▶ _Directions_: Pull out every line of the data below and copy each one word for word. Leave the pictures out of your answer.

Items from a labeling collection

[start]

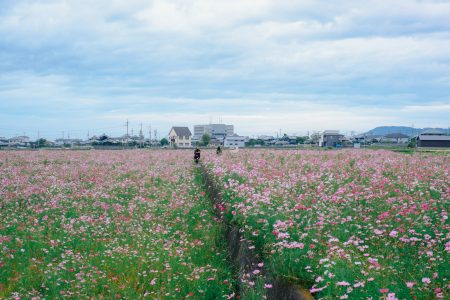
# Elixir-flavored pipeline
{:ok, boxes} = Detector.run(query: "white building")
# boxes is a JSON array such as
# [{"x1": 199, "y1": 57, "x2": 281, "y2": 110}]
[
  {"x1": 8, "y1": 136, "x2": 30, "y2": 147},
  {"x1": 223, "y1": 134, "x2": 248, "y2": 148},
  {"x1": 192, "y1": 124, "x2": 234, "y2": 143},
  {"x1": 319, "y1": 130, "x2": 344, "y2": 147},
  {"x1": 169, "y1": 127, "x2": 192, "y2": 148}
]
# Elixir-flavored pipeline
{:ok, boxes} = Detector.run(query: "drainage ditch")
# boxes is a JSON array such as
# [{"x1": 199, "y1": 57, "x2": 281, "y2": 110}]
[{"x1": 198, "y1": 164, "x2": 314, "y2": 300}]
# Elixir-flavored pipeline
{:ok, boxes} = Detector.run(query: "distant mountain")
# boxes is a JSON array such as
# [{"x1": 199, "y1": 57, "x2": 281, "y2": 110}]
[{"x1": 364, "y1": 126, "x2": 450, "y2": 136}]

[end]

▶ _Solution_:
# Elixir-flavored pipeline
{:ok, boxes} = Detector.run(query: "white building")
# boxes is a JSON array such as
# [{"x1": 199, "y1": 57, "x2": 281, "y2": 110}]
[
  {"x1": 8, "y1": 136, "x2": 30, "y2": 147},
  {"x1": 223, "y1": 134, "x2": 248, "y2": 148},
  {"x1": 192, "y1": 124, "x2": 234, "y2": 143},
  {"x1": 319, "y1": 130, "x2": 344, "y2": 147},
  {"x1": 169, "y1": 127, "x2": 192, "y2": 148}
]
# Elixir-flavored pipeline
{:ok, boxes} = Detector.run(query: "drainage ditch")
# boxes is a JSON array such as
# [{"x1": 199, "y1": 57, "x2": 281, "y2": 110}]
[{"x1": 198, "y1": 164, "x2": 314, "y2": 300}]
# Elixir-flavored pipeline
{:ok, boxes} = Detector.run(query: "distant mountain")
# boxes is a JSON array such as
# [{"x1": 199, "y1": 57, "x2": 281, "y2": 110}]
[{"x1": 364, "y1": 126, "x2": 450, "y2": 136}]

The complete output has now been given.